--- EXERCISE GOAL ---
Search the listing below for the string "black", then copy every line it appears in.

--

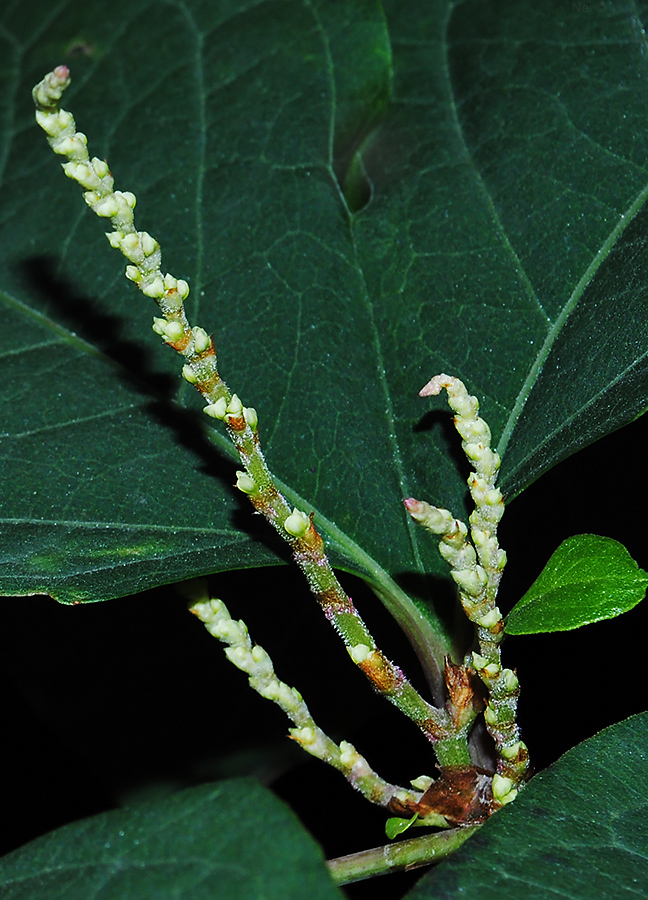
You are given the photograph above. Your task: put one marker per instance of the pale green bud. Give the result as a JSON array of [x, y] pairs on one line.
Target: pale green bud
[[149, 244], [359, 653], [130, 243], [436, 520], [100, 166], [501, 787], [241, 658], [202, 340], [235, 407], [129, 197], [154, 288], [490, 619], [297, 523], [349, 756], [73, 146], [510, 680], [471, 581], [512, 751], [217, 410], [174, 331], [81, 172], [305, 736], [51, 122], [189, 375], [422, 783], [245, 483], [106, 208], [115, 239], [250, 416]]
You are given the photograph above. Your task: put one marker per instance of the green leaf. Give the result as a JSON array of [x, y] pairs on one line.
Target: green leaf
[[503, 237], [578, 830], [587, 579], [395, 826], [231, 839]]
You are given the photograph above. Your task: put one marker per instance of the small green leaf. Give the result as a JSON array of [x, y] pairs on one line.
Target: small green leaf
[[577, 831], [231, 839], [587, 579], [396, 826]]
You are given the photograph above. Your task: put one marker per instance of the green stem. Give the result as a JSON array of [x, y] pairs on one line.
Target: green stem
[[397, 857]]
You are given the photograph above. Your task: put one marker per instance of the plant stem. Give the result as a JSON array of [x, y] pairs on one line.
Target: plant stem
[[409, 854]]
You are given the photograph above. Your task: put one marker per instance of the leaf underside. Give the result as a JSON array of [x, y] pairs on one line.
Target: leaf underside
[[505, 149], [587, 579], [193, 845], [578, 830]]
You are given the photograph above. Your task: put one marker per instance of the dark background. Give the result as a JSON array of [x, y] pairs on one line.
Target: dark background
[[106, 704]]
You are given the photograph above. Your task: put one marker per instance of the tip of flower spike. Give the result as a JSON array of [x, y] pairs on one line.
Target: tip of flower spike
[[435, 385], [49, 91]]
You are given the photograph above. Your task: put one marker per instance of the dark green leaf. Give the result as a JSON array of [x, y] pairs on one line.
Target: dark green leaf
[[503, 243], [579, 830], [231, 839], [587, 579]]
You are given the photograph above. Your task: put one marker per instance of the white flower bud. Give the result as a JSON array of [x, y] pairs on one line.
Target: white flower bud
[[129, 197], [471, 581], [422, 783], [202, 340], [512, 751], [235, 407], [490, 619], [250, 416], [359, 653], [297, 523], [106, 208], [245, 483], [241, 658], [479, 662], [115, 239], [510, 680], [149, 244], [503, 788], [217, 410], [100, 166], [154, 288]]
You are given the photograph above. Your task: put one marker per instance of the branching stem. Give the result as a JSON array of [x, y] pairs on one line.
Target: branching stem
[[197, 348]]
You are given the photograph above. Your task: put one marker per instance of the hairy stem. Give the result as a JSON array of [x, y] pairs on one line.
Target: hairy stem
[[398, 857], [197, 348]]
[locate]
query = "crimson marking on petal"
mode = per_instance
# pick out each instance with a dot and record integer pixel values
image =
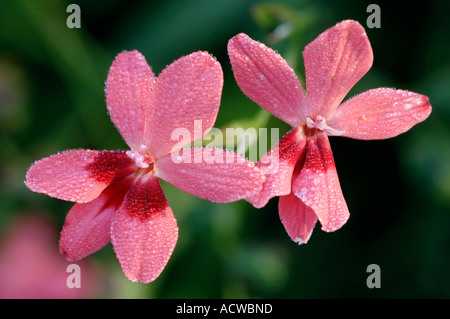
(86, 229)
(145, 198)
(108, 165)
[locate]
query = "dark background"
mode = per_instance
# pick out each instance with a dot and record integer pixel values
(398, 190)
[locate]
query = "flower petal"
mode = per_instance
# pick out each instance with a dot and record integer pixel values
(380, 113)
(318, 186)
(187, 99)
(87, 226)
(144, 231)
(298, 219)
(266, 78)
(129, 96)
(278, 165)
(77, 175)
(334, 62)
(212, 174)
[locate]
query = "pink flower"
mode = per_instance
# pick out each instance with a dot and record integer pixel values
(306, 179)
(117, 193)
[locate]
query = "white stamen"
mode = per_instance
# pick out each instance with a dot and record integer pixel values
(321, 124)
(138, 158)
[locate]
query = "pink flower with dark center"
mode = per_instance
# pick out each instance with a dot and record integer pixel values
(117, 193)
(306, 179)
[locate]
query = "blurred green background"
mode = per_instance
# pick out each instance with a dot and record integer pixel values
(398, 190)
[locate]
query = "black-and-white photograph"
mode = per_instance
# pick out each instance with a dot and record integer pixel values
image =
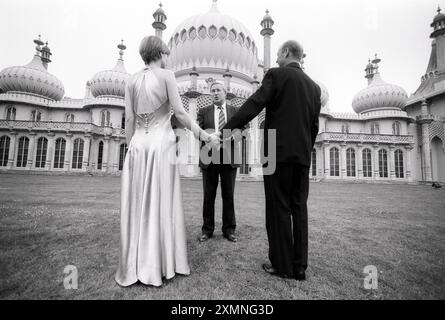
(222, 150)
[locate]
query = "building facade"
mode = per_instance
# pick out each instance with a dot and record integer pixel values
(390, 136)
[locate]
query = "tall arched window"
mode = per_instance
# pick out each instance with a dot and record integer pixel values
(334, 162)
(123, 121)
(22, 154)
(375, 128)
(36, 115)
(10, 113)
(42, 147)
(69, 117)
(100, 155)
(396, 128)
(4, 150)
(383, 163)
(105, 118)
(122, 151)
(398, 157)
(350, 162)
(314, 162)
(367, 164)
(77, 154)
(59, 155)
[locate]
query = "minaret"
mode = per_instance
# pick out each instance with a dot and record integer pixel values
(438, 35)
(159, 24)
(227, 77)
(45, 55)
(372, 68)
(267, 32)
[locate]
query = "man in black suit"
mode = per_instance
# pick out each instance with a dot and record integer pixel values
(225, 160)
(292, 102)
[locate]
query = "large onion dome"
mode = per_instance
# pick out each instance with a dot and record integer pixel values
(32, 78)
(111, 82)
(379, 94)
(213, 40)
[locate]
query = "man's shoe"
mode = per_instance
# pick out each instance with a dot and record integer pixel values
(300, 275)
(204, 237)
(231, 237)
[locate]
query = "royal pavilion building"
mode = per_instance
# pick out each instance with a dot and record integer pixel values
(390, 137)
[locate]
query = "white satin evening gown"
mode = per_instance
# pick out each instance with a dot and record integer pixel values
(153, 237)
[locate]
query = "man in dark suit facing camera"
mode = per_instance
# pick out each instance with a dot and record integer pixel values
(292, 102)
(225, 160)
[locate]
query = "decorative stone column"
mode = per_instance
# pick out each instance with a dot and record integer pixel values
(326, 159)
(375, 164)
(51, 150)
(31, 150)
(68, 152)
(12, 160)
(343, 160)
(392, 164)
(105, 154)
(359, 161)
(424, 120)
(408, 162)
(86, 153)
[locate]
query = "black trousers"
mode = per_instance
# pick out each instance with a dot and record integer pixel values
(286, 217)
(210, 177)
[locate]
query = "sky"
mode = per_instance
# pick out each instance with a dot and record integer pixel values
(338, 36)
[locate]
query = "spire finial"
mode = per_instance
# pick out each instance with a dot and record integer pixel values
(121, 48)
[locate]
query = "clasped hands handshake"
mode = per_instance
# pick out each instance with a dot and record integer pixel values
(215, 139)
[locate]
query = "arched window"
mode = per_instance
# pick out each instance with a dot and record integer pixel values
(22, 154)
(398, 157)
(350, 162)
(36, 115)
(314, 162)
(123, 121)
(69, 117)
(77, 154)
(396, 128)
(10, 113)
(192, 33)
(222, 33)
(375, 128)
(59, 155)
(334, 162)
(367, 164)
(105, 118)
(42, 147)
(122, 152)
(383, 163)
(100, 155)
(4, 150)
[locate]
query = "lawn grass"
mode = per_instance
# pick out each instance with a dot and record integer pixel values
(48, 222)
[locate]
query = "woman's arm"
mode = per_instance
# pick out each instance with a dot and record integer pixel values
(129, 113)
(180, 113)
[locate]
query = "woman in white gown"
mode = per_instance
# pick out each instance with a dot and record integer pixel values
(153, 239)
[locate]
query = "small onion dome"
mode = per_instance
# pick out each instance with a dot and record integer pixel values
(160, 11)
(439, 16)
(111, 82)
(267, 17)
(324, 98)
(379, 95)
(32, 78)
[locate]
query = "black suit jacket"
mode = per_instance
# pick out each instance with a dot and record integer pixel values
(292, 102)
(206, 121)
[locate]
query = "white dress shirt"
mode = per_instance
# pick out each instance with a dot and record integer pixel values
(216, 117)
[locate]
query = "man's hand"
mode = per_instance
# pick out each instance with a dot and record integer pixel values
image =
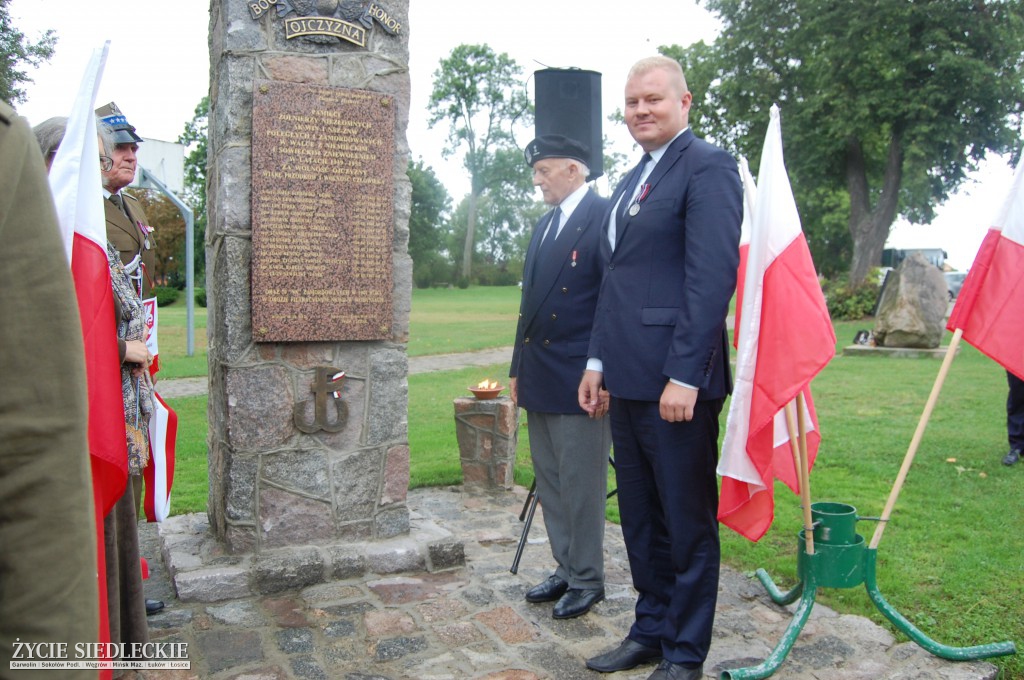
(677, 402)
(589, 393)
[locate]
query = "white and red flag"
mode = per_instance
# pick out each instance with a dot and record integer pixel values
(990, 306)
(785, 337)
(750, 198)
(77, 188)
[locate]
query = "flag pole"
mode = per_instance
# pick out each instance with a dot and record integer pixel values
(915, 441)
(799, 445)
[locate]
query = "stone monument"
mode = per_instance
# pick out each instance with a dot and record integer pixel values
(912, 308)
(308, 283)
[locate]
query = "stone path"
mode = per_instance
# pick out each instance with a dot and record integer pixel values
(472, 622)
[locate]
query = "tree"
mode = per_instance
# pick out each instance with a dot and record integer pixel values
(15, 51)
(195, 138)
(480, 95)
(426, 221)
(886, 105)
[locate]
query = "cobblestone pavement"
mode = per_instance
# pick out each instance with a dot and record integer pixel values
(472, 622)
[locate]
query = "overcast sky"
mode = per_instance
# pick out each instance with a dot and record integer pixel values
(158, 71)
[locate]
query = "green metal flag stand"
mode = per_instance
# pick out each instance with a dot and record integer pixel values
(843, 560)
(832, 554)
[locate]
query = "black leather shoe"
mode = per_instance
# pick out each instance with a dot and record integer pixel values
(577, 602)
(548, 591)
(629, 654)
(669, 671)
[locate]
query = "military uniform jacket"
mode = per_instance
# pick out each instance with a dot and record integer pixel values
(559, 296)
(132, 237)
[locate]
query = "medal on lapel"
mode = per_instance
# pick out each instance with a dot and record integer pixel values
(635, 208)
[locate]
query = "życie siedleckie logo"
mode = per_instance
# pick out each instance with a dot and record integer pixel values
(344, 19)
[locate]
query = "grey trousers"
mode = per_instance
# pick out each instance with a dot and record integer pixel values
(570, 463)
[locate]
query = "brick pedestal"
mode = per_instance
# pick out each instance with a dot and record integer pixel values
(486, 430)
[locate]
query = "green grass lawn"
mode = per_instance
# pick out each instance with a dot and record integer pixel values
(951, 558)
(174, 362)
(456, 320)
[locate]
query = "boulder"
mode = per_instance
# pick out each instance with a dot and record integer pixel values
(912, 309)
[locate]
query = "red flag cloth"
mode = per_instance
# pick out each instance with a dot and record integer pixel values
(750, 198)
(785, 337)
(77, 189)
(160, 472)
(990, 306)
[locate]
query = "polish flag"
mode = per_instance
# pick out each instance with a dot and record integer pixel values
(989, 304)
(785, 338)
(163, 432)
(77, 189)
(160, 472)
(750, 197)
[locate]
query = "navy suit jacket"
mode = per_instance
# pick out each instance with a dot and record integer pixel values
(556, 311)
(668, 283)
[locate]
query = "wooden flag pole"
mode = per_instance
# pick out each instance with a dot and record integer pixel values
(799, 447)
(915, 441)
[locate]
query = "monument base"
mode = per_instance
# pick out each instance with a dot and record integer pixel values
(896, 352)
(203, 570)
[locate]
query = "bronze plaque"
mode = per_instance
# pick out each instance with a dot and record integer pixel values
(323, 207)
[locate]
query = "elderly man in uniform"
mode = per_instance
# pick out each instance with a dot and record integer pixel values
(47, 527)
(128, 229)
(127, 226)
(561, 278)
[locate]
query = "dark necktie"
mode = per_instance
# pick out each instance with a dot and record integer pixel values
(547, 244)
(119, 202)
(627, 200)
(552, 234)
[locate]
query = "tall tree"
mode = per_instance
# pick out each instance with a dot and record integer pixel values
(16, 51)
(886, 105)
(479, 93)
(195, 138)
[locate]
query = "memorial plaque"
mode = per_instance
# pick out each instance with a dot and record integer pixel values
(323, 197)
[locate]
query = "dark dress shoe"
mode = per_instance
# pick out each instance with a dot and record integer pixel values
(577, 602)
(669, 671)
(548, 591)
(629, 654)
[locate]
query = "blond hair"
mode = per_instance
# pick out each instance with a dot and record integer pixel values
(668, 65)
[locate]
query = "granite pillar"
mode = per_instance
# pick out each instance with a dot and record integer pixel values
(308, 114)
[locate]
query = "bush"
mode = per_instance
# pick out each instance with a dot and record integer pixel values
(846, 303)
(164, 295)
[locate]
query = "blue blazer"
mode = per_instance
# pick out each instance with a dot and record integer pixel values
(556, 311)
(668, 283)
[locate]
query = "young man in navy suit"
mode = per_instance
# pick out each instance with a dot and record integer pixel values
(569, 448)
(660, 348)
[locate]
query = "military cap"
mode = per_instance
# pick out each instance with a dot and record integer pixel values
(124, 132)
(556, 145)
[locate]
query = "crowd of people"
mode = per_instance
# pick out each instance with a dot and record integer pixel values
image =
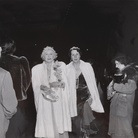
(66, 96)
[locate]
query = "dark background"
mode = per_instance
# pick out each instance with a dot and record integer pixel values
(101, 28)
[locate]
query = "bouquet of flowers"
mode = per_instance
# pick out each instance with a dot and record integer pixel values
(58, 73)
(49, 94)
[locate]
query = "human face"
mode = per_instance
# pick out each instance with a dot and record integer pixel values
(119, 65)
(75, 56)
(49, 56)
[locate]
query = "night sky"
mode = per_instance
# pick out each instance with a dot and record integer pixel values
(89, 24)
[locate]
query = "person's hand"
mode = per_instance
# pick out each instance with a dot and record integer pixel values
(89, 100)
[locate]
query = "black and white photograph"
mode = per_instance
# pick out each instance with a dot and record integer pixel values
(68, 69)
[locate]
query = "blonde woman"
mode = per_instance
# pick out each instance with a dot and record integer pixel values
(51, 97)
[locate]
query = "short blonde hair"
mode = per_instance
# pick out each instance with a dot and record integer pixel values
(46, 49)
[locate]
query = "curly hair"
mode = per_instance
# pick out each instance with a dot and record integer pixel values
(46, 49)
(8, 46)
(75, 48)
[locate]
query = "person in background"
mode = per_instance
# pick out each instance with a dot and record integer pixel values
(121, 93)
(84, 96)
(8, 101)
(51, 97)
(21, 77)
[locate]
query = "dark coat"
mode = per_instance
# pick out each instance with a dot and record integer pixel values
(20, 72)
(8, 101)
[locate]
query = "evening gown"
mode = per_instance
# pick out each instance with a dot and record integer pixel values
(82, 124)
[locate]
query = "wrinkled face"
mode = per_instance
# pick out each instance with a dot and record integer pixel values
(75, 56)
(119, 65)
(49, 56)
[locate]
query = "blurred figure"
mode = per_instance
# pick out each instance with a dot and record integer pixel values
(20, 73)
(121, 93)
(84, 96)
(8, 101)
(51, 97)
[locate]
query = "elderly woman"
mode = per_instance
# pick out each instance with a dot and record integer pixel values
(121, 93)
(51, 97)
(84, 96)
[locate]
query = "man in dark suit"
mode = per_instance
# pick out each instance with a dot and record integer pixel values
(20, 73)
(8, 101)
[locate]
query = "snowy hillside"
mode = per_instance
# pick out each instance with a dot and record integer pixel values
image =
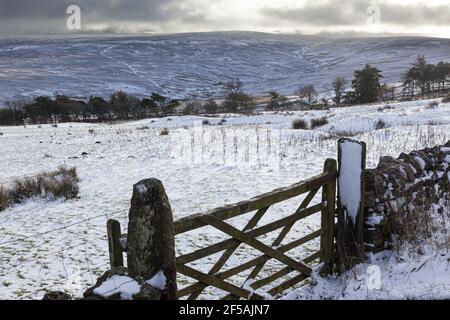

--

--- FINISHED EXERCISE ---
query = "black-and-white photograph"
query = "man in black suit"
query = "black trousers"
query = "black suit jacket"
query = "black leather shoe"
query = "black and white photograph"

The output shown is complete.